• _Your objective_
Copy every one of the entries below verbatim, line by line.

══ Material provided

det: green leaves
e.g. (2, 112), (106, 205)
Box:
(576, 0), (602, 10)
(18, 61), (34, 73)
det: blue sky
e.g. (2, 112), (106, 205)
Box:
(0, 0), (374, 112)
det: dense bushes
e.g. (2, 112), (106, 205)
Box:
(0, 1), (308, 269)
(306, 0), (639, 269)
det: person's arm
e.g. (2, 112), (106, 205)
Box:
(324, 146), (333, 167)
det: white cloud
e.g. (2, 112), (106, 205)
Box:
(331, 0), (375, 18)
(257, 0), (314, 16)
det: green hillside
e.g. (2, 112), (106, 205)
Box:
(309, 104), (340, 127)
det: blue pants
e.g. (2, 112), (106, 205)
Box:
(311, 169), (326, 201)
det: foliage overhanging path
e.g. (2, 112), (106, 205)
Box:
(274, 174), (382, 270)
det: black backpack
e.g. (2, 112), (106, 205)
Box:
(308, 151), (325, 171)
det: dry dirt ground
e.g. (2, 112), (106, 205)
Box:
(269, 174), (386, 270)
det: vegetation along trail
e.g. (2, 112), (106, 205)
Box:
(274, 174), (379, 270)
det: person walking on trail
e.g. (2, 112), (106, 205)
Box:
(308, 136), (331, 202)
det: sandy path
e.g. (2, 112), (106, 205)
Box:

════

• _Answer to the problem_
det: green leaves
e.g. (2, 112), (106, 205)
Box:
(576, 0), (602, 10)
(18, 61), (34, 73)
det: blue sky
e.g. (2, 112), (106, 205)
Box:
(0, 0), (374, 112)
det: dense bushes
e.g. (2, 112), (106, 205)
Box:
(0, 1), (308, 269)
(306, 0), (639, 269)
det: person's arm
e.g. (2, 112), (106, 205)
Box:
(324, 146), (333, 167)
det: white cloud
e.g. (2, 112), (106, 205)
Box:
(331, 0), (375, 18)
(257, 0), (314, 16)
det: green hillside
e.g. (2, 112), (106, 205)
Box:
(309, 104), (340, 127)
det: blue pants
e.g. (2, 112), (106, 205)
Box:
(311, 169), (326, 201)
det: foliage overhanging path
e.g. (2, 112), (106, 205)
Box:
(274, 174), (382, 270)
det: black backpack
e.g. (2, 112), (106, 205)
Box:
(308, 151), (325, 171)
det: dry dirt ground
e.g. (2, 112), (106, 205)
Box:
(269, 174), (386, 270)
det: vegetation along trail
e.g. (2, 112), (106, 205)
Box:
(274, 174), (379, 270)
det: person walking on trail
e.g. (2, 112), (106, 205)
Box:
(308, 136), (331, 202)
det: sandy path
e.g. (2, 112), (106, 205)
Box:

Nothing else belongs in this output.